• PASSAGE TO READ
The criminal proceeding sought to be set on foot by this petition is expressly authorized by section 1018, Rev. Stat. The petition was presented to Judge Joshua G. Baker, the
“From the very beginning of our state_ government, prosecutions for offenses in Louisiana have been by indictment or information. Under article 9 of our present Constitution, all offenses, except capital crimes, may be prosecuted by information. There is no essential difference between an indictment and an information. Both are formal accusations in the name of the state for alleged violations of her penal statute. The grand jury has the assistance of the court in securing the attendance of witnesses and the production of documentary evidence. There is no good reason why the state’s prosecuting officers should not have like assistance, when informed of the commission of a crime or misdemeanor. Section 1018 of the Revised Statutes of 1870 was originally enacted in 1817 for the express purpose of enabling the state’s prosecuting officers to inquire into the fact of the alleged commission of a crime or misdemeanor. In making a request for the summoning of witnesses for the purposes of such an inquiry, the prosecuting officer occupies the same position as the grand jury, and like that body is a part of the court for the administration of the criminal laws of the commonwealth. Section 1018 makes it the duty of the Attorney General, or the district attorney for the parish of Orleans, to inquire ex officio into the fact of the commission of .crimes and to cause witnesses to be summoned before ‘some judge or justice of the peace’ to the end that their depositions may be taken. While the statute might be construed to include any judge or justice in the country parishes, in the parish of Orleans it must be limited to judges exercising criminal jurisdiction, because the inquiry is a preliminary step to a criminal prosecution. Between judges exercising such jurisdiction, the finger of the statute points to the judge who has jurisdiction of the offense sought to be investigated. In the instant case this is the respondent judge, and not the judge of one of the city criminal courts.

• SUPPLIED RECORDS
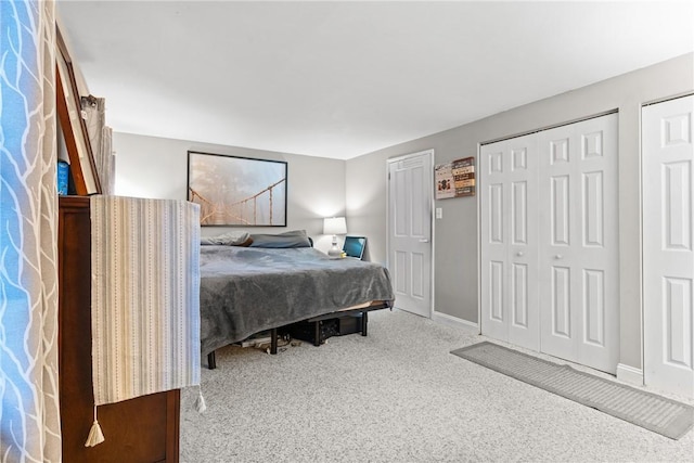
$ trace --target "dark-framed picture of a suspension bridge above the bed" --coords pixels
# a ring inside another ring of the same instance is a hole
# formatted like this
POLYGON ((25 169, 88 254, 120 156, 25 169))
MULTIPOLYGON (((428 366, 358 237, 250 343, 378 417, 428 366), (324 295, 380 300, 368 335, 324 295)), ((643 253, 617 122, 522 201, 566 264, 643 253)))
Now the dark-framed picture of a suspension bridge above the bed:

• WORK INSTRUCTION 1
According to the court opinion excerpt, in what year was Section 1018 of the Revised Statutes of 1870 originally enacted?
• WORK INSTRUCTION 2
Please list every official named in the court opinion excerpt's sentence beginning "Section 1018 makes it the duty," including both those who must inquire and those before whom witnesses are summoned.

• OUTPUT 1
1817

• OUTPUT 2
- Attorney General
- District attorney for the parish of Orleans
- Judge
- Justice of the peace